_TASK REQUIREMENTS:_
Reproduce each of the records below word for word, leaving every line unchanged.

(Records from a point annotation dataset)

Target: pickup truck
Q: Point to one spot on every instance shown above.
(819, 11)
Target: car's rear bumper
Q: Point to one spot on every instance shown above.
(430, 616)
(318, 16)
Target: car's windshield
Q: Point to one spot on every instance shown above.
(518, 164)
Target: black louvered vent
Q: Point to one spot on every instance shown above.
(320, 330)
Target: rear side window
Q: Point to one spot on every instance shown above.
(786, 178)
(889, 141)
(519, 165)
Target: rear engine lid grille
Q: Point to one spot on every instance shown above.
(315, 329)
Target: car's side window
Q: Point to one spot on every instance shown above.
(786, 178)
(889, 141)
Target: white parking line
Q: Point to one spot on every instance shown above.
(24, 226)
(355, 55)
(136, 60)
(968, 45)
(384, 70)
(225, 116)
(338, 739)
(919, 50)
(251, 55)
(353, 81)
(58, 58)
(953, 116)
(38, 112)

_RESULT FOR THIS TASK:_
Target: pickup truck
Q: Point to one spot on every instance shown above.
(819, 11)
Target: car's rear bumper
Q: Point to one spot on every instance shown above.
(430, 616)
(318, 16)
Target: car's windshield
Q: Point to one spot on every instance shown above.
(518, 164)
Target: black louvered vent
Q: Point to one spot on every instance shown above.
(320, 330)
Target: rear side window
Q: Point to one spot on every instance shown above.
(786, 178)
(889, 141)
(519, 165)
Target: rear engine lid grille
Q: Point to one spot on every instance shown above.
(315, 329)
Target: car's side window
Q: Point to one spot on every instance shown above.
(786, 178)
(889, 141)
Target: white parking line
Q: Point to one spot on every instance shown above.
(24, 226)
(355, 55)
(136, 60)
(968, 45)
(384, 70)
(225, 116)
(338, 739)
(919, 50)
(251, 55)
(353, 81)
(58, 58)
(953, 116)
(38, 112)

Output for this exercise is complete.